## [Instructions to follow]
Reproduce each of the following rows verbatim, omitting the pictures.
————————
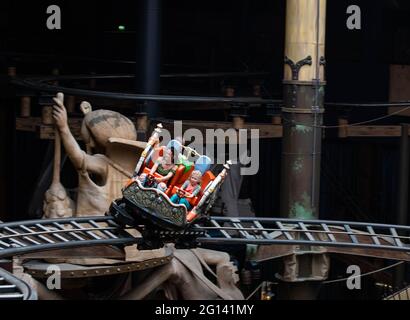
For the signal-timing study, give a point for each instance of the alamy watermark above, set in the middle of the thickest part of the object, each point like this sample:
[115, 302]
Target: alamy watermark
[54, 20]
[54, 278]
[242, 145]
[354, 282]
[354, 21]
————————
## [Answer below]
For the signal-timing study, give a point for each instance of the alamy watermark above, set in the middle of the thickest part of the object, each point like this sample:
[115, 302]
Target: alamy watermark
[54, 20]
[54, 278]
[242, 145]
[354, 282]
[354, 21]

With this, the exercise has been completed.